Archives for August 2012

Updating 2012’s Completed Book List

I haven’t been reading too much over the past few months, but have completed three since the last time I posted a review.

After completing 24 Hours by Greg Iles, I had a lot of trouble finding another book that caught my attention.

“Bones To Ashes” is the sixth book by Kathy Reichs that I have read. In “Bones to Ashes”, forensic anthropologist, Temperance Brennan, has been asked by her former lover, Andrew Ryan, to help him with a case where young girls are going missing and others are turning up dead. While helping out with this case, Brennan is made aware of some bones in New Brunswick ind asked to take a look at them to determine their age and origins. The bones are those of a teenage girl and remind her of her childhood friend, who mysteriously disappeared one summer and who’s disappearance has plagued her for decades.

Like her other books, I loved “Bones To Ashes” and would totally recommend anyone who likes crime, drama and forensics to give it a chance.

I’m not much into audio books, so have been reading primarily in braille. This format is quite limiting though because it means I will often need to wait over a year before the cnib gets around to transcribing it. When I got my iPhone and learned about iBooks, I had thought about getting a book to try, but didn’t get around to doing it until a few weeks ago.

Some friends have been talking a lot about Douglas Adams’ “The Hitch Hiker’s Guide To The Galaxy”, so when one of them sent the eBook my way, I thought it was a perfect time to try out iBooks. I really don’t understand the attraction to books like this one, but for some reason I couldn’t put it away and finished reading after just a few days. I’m not going to take any time to explain what it is about since I am sure most people have read it or have at least heard of it (unlike me). I’ll just finish off by saying, it wasn’t bad and if you need something different, try this book.

The final book I’ve finished reading of late, is “Remember When” by Nora Roberts/JD Robb. This is the first book I’ve read from her Eve Dallas series, but I can definitely say I’ll be reading another.

The book starts out by introducing us to an antiques shop owner named Laine Tavish. She has a secret from her past that she’d like to keep hidden, but a former associate of her father’s enters the shop and brings it all crashing back. After some suspenseful moments and some romance mixed in for good measure, the book takes a turn and we move forward 50 years and meet Laine’s granddaughter Samantha, who has just returned home from a book tour to find her friend dead in her bedroom. It is at this point where we meet, Eve Dallas, a serious “I take no shit from anyone” NYPD Lieutenant, who has been assigned to the case.

I hope to be a little better from now on at updating the blog on what I am reading, but as usual, no promises 🙂

Hard To Believe…

1 year ago, I said goodbye to my faithful companion.

12 months ago, I said farewell to my number one sidekick.

52 weeks ago, I said so long to my best friend.

365 days ago, my confidant took flight.

8760 hours ago, my teacher left my side.

525,600 minutes ago, my pal went to join our friends and family who left before him.

31,536,000 seconds ago, my life changed forever.

No matter how many dogs enter my life, Phoenix, you will always be missed and never forgotten.

• **YOUR INSTRUCTIONS**: Copy the blog post between "525,600 minutes ago, my" and "and never forgotten.", inclusive, swapping out "pal" for "buddy".

• **SUPPLIED INFORMATION**:

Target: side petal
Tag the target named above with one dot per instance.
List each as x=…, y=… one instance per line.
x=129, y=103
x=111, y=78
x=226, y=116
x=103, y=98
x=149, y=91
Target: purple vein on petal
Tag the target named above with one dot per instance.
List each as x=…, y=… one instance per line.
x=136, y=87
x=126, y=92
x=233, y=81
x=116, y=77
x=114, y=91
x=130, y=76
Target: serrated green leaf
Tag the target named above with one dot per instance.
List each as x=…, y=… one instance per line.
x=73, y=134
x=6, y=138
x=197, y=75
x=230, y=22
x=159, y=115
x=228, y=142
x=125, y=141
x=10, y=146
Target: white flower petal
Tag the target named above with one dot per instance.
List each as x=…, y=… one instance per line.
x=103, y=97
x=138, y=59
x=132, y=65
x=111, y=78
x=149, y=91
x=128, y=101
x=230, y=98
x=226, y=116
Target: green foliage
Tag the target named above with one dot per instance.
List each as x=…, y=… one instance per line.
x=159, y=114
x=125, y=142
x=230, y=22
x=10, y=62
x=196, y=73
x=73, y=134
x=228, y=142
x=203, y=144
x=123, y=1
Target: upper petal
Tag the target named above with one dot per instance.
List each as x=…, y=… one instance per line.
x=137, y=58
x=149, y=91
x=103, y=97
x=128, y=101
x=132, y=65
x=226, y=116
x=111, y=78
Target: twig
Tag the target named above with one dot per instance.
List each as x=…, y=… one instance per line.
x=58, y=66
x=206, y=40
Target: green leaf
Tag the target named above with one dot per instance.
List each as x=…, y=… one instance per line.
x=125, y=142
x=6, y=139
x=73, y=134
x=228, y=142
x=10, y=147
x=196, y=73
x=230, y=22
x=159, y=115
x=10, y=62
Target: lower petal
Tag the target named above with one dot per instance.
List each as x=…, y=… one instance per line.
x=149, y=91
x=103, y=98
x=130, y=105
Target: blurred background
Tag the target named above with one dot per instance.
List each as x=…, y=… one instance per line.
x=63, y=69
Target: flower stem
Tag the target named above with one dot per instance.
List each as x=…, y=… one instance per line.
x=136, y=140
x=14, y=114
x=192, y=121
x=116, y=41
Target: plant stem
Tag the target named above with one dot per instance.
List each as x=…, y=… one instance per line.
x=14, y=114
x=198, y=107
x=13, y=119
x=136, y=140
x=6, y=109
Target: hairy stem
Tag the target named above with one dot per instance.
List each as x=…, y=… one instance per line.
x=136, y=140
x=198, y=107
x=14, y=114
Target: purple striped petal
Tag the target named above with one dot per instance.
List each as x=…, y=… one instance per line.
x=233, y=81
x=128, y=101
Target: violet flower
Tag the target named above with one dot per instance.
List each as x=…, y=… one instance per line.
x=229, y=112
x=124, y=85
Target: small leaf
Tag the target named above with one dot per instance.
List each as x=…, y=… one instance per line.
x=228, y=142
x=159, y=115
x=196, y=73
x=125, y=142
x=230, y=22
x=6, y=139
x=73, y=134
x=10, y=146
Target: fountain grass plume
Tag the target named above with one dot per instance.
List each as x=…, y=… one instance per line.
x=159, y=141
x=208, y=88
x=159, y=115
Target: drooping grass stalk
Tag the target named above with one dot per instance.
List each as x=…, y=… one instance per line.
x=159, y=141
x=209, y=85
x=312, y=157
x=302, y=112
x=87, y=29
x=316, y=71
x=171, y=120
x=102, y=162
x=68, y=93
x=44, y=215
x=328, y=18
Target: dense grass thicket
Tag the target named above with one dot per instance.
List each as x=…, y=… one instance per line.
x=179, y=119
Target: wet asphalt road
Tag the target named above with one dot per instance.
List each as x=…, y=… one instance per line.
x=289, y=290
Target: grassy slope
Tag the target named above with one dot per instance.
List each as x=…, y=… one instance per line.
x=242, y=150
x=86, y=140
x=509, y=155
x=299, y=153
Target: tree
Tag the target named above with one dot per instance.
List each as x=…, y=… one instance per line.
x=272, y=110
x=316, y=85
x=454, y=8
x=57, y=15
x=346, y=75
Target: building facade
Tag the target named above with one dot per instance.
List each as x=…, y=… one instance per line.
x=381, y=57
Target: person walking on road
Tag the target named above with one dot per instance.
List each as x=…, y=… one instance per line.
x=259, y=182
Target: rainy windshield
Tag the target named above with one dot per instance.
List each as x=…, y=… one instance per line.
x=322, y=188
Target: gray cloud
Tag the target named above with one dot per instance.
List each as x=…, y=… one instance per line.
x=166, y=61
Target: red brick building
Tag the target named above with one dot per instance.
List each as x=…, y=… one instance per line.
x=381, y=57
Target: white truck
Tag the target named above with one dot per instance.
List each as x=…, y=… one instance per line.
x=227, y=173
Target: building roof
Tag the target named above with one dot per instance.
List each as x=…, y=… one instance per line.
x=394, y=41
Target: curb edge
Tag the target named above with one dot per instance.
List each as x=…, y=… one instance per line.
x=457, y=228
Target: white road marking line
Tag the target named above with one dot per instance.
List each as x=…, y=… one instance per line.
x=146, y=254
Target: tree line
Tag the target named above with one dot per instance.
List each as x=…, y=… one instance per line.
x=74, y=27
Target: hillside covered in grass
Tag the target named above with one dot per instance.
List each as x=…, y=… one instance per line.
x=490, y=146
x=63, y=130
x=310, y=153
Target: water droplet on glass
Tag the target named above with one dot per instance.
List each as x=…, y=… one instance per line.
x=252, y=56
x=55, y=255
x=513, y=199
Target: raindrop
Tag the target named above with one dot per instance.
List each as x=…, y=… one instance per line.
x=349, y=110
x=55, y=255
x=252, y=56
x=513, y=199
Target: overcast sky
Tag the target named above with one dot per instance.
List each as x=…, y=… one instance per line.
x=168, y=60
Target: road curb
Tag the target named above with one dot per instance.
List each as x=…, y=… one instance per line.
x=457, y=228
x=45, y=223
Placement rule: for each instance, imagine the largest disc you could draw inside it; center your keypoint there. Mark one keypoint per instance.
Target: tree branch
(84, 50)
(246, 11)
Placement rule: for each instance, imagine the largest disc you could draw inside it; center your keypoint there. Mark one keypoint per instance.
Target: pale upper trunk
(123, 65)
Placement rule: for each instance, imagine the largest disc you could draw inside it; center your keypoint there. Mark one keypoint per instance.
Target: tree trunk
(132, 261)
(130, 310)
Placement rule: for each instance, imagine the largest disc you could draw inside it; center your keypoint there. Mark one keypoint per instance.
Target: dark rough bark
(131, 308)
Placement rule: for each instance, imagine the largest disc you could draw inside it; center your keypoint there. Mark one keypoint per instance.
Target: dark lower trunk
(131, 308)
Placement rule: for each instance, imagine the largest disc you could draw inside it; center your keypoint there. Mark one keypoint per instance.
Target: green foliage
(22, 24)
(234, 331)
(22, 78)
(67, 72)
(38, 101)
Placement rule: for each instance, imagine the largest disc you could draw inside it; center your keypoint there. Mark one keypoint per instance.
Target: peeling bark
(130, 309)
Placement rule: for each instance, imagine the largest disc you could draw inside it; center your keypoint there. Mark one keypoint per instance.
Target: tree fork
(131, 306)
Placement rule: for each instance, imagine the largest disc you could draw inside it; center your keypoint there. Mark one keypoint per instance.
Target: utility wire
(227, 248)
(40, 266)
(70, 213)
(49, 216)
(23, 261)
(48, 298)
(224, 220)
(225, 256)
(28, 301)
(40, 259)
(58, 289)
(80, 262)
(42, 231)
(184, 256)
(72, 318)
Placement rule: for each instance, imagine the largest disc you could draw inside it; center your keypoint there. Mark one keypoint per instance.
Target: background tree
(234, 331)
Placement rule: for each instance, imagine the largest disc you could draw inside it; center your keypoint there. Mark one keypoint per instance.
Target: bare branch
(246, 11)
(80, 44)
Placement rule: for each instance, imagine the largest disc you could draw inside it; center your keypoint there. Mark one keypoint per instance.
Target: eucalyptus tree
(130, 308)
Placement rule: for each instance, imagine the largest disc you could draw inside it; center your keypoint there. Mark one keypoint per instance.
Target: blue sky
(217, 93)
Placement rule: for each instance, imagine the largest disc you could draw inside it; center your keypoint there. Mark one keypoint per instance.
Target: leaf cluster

• **FINISHED TASK**:
525,600 minutes ago, my buddy went to join our friends and family who left before him.

31,536,000 seconds ago, my life changed forever.

No matter how many dogs enter my life, Phoenix, you will always be missed and never forgotten.